## TEXT SEGMENT:
====================

Old School Blogging and Social Media Decluttering

As you might have guessed from my post on the nature of being a Pittsburgh Steelers fan, I have decided to blog about more than books.  The idea is to get the creative juices flowing and get back in the habit of posting by writing about my life and perspective. This is what blogging used to be about in many ways before niche blogs and social media changed the landscape.  Although, I suppose there are probably still a lot of personal blogs out there you just don’t run into them unless you see a link in your feeds or are friends with the blogger.

Speaking of social media, I am in the midst of a 30-day social media declutter exercise inspired by Cal Newport. I am trying to stay off Twitter and Facebook for the month of January.  I have been quite good at avoiding Facebook but have struggled to stay away from Twitter.  I have avoided political Twitter but have dipped into sports twitter.  Not as much as I used to (everyday) but frequently.  I am going to try and avoid even my sports list on Twitter for the remaining 15 days. Should be easier now that football is over for my teams <<sigh>>.

Look for some reflections on social media and this experience.  Maybe disconnecting from social media will also allow me to regain my focus and start posting regular book reviews as well.  I guess we shall see.

Amazon, Goodreads or Blog?

Question for publishers and publicists (and authors):

Are reviews at Goodreads and Amazon as valuable as blog posts?

Let’s say, hypothetically, someone didn’t want to write blog posts anymore. Would publishers send said person books if they posted reviews on Goodreads, Amazon and/or other assorted retail establishments or social media channels?

(if you don’t want to comment publicly you can use the Contact Form)

The Joy and Burden of Free Books

The question of ethics and blogging has been around since the medium (no, not that Medium) took off and it comes up periodically.  Since I am not very active in the blog world these days (I am lucky to post my reviews on a semi-regular basis let alone read and comment on other blogs) I am not real plugged into the day-to-day debates and discussions.

But I did stumble on a post from Bookish Girl on Tumblr that I thought worth commenting on.  Annie jumps off a post at A Reader’s Respite, among others, to discuss why she reviews books or why she will continue to “Blog for Books.”

At issue are programs like the recently revamped Blogging for Books that offer review copies but have very specific rules and restrictions.

This discussion prompted a manifesto/review policy from Bookish and an outraged rant from Michele Jacobsen. You can read their posts and judge their reactions for yourself.

But allow me to give you my take. I get to some degree why these things can be prickly.  Most book bloggers take pride in their independence and the time and energy the put into reviews.  Jumping through a bunch of hoops in order to acquire review copies feels demeaning; like you have been co-opted into a company’s marketing campaign rather than being given the chance to offer your honest opinion.

And I get that. No one wants to feel like they are being manipulated or not taken seriously. Blogging is hard work and publicists asking you to post a review on a blog or review site but also to Amazon AND on social media AND have a certain Klout score feels like overkill. Again, less like a review program and more like a marketing campaign.

But to me this is all very easily solved by not joining such programs. I guess I don’t understand the level of outrage. I understand the frustration of some but not the affront and anger.

If you want free books no strings attached then you must have a platform that publishers want access to and are willing to supply free books in order to gain it. On the other hand, if you want to get free books from Blogging for Books you have to follow their rules and procedures. Seems simple to me.

====================

[Data listing]

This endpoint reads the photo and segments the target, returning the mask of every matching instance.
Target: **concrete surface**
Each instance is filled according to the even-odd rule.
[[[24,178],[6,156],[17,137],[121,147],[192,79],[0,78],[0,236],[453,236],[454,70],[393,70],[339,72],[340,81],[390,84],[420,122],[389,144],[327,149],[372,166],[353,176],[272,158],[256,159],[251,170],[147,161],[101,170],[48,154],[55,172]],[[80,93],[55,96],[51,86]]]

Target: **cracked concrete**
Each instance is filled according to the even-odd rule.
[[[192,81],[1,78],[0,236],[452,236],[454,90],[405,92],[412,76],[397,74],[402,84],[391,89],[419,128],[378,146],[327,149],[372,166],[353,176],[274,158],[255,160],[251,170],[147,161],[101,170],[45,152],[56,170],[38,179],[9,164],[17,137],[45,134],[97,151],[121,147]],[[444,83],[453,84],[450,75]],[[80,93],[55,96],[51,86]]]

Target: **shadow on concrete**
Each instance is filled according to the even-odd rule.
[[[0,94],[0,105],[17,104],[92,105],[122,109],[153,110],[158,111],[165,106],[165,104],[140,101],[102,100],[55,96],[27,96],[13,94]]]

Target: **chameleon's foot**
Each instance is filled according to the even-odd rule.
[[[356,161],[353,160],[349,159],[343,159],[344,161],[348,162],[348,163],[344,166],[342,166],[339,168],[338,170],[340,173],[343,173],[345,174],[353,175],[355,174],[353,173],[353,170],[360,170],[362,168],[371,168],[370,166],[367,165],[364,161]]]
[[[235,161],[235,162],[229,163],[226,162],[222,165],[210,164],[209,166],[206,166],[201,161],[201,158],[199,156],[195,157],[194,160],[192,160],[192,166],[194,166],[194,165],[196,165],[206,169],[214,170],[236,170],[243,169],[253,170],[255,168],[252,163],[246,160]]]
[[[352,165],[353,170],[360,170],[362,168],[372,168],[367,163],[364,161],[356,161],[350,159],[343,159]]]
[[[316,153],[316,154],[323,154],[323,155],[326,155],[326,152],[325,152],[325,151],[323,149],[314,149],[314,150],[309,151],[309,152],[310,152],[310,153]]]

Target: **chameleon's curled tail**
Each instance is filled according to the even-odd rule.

====================

## REQUIRED TASKS:
(1) Which post titles appear in the blog text about social media and book reviewing?
(2) Can you write the next paragraph of the blog text about social media and book reviewing, picking up after its final sentence?

## EXPECTED RESPONSES:
(1)
Old School Blogging and Social Media Decluttering
Amazon, Goodreads or Blog?
The Joy and Burden of Free Books

(2)
For the record, I am a member of Blogging for Books (and I think they even run ads here) but haven’t been active for years for the very reason that I requested a few books that I haven’t read and reviewed.  Plus, I was less interested in the books they were offering at the time (pre-Crown publishing revamp).  Am I outraged about the fact they won’t send me more books? No, they set up the process and I follow them or don’t participate.

Does the Klout thing seem silly? Sure, but publishers are looking for some way to measure reach in today’s metrics driven world.  They have every right to seek out the best strategy for getting publicity, yes? You can argue that Klout is a deeply flawed way to do that but the idea is perfectly understandable.  Unique visits arguably wouldn’t be any easier to measure and interpret.

Likewise, you have every right to see your book blogging as something you do out of the love of literature or other pure motives.  It might seem like bringing online booksellers and social media requirements into it injects filthy lucre into the equation.  But publishers are trying to sell books, authors are trying to make a living, etc.  Money and sales comes into it. That is just reality.

So what is my policy about reviews? Some thoughts:

– I make no promises about books that are simply sent to me. If I happen to pick it up great, if I don’t get to it, fine.

– I try to only requests books I want to read. And when I request a book I feel an extra sense of duty to read and review it if I possibly can. This seems like common courtesy.

– Alas, sometimes I request a book and don’t end up reading or finishing it. It happens. Sometimes I over-estimate what and how much I can read. Sometimes my mood and/or interests shift and what seemed like the perfect read suddenly seems less interesting. Sometimes I read a few chapters and the book just fails to grab me.

– I don’t blame publishers who are leery of sending me books if in their minds I don’t review enough of the books they send to me, or if my traffic too low, or “reach” too limited. They must make their life choices just like me. Given it is their job and my hobby, I give them a decent amount of leeway.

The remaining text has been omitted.